(Dataset lines showing where objects appear)
□ □ □ □ □
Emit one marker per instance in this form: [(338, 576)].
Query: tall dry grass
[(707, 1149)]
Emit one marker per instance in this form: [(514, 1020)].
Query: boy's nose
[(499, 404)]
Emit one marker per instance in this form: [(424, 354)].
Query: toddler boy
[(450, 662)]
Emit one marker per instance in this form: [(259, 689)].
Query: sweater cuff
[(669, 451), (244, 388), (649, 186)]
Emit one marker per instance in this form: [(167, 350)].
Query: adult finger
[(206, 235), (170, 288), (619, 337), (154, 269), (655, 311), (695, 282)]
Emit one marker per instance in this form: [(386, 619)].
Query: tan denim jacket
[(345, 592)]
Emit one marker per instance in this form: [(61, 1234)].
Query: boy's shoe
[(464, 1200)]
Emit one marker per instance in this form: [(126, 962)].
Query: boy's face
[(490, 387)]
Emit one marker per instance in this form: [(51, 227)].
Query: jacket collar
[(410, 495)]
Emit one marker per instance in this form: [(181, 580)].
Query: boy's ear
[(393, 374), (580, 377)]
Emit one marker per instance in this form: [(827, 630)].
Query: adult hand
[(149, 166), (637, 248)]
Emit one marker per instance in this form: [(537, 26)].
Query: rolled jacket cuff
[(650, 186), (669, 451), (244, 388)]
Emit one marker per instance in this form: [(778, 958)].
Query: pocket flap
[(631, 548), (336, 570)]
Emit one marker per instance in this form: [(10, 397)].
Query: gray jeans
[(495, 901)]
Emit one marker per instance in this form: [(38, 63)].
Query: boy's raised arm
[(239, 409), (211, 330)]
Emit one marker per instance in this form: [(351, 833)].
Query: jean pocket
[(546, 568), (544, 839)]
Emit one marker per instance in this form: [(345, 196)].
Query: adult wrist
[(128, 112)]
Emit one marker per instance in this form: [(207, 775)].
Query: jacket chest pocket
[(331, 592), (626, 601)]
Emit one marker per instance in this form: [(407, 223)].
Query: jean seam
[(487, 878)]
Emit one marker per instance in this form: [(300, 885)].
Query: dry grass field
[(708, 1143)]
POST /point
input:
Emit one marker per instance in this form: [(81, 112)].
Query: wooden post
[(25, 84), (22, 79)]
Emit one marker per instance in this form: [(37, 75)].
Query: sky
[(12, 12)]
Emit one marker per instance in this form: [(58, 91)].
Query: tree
□ □ □ □ □
Problem statement: Reproduce every line above without changing any of them.

Written response:
Emit one marker per instance in this form: [(338, 576)].
Query: tall dry grass
[(707, 1149)]
Emit one marker per instance in this form: [(514, 1020)].
Query: boy's nose
[(499, 404)]
Emit one marker per instance in this form: [(424, 354)].
Query: toddler boy
[(450, 662)]
Emit one marker per instance in this form: [(259, 689)].
Query: sweater cuff
[(669, 451), (244, 388), (649, 186)]
Emit one marker per instance in this form: [(167, 350)].
Query: adult finger
[(206, 235), (170, 288), (619, 337), (154, 269), (655, 311), (695, 282)]
Emit one marker per instance in this form: [(386, 619)].
Query: tan denim jacket
[(345, 592)]
Emit one marker per instance in this form: [(61, 1234)].
Query: boy's shoe
[(464, 1200)]
Emit one marker per instance in this form: [(126, 962)].
Query: boy's face
[(490, 387)]
Emit one marker per instance in this form: [(51, 227)].
Query: jacket collar
[(410, 495)]
Emit one marker per instance in this form: [(181, 580)].
Query: boy's ear
[(393, 374), (580, 377)]
Emit one marker per instance in this form: [(827, 630)].
Query: adult hand
[(149, 166), (637, 248)]
Emit one marker per instance in this form: [(537, 26)].
Query: rolled jacket cuff
[(650, 186), (669, 451), (244, 388)]
Emit one marker per instance in this form: [(778, 958)].
Query: pocket flap
[(631, 548), (336, 570)]
Emit one marker per instance in this form: [(10, 397)].
Query: gray jeans
[(495, 901)]
Emit one marker per instance in this form: [(38, 63)].
Query: boy's raised arm
[(239, 409), (211, 330)]
Emit one marker per instance in this form: [(351, 833)].
Query: jean pocket
[(546, 568), (544, 839)]
Emit one marker per instance in this form: [(345, 196)].
Query: adult wrist
[(128, 112)]
Emit one marker per instance in this form: [(207, 775)].
Query: jacket chest pocket
[(331, 592), (626, 601)]
Emit one marker per instance in this form: [(407, 223)].
Query: jean seam
[(487, 878)]
Emit one marker per instance in this form: [(300, 885)].
Query: dry grass field
[(708, 1143)]
POST /point
input:
Emit one marker per instance in this form: [(81, 112)].
Query: wooden post
[(25, 84), (22, 79)]
Emit one marker per instance in this form: [(37, 75)].
Query: sky
[(12, 12)]
Emit one marker per instance in this form: [(58, 91)].
Query: tree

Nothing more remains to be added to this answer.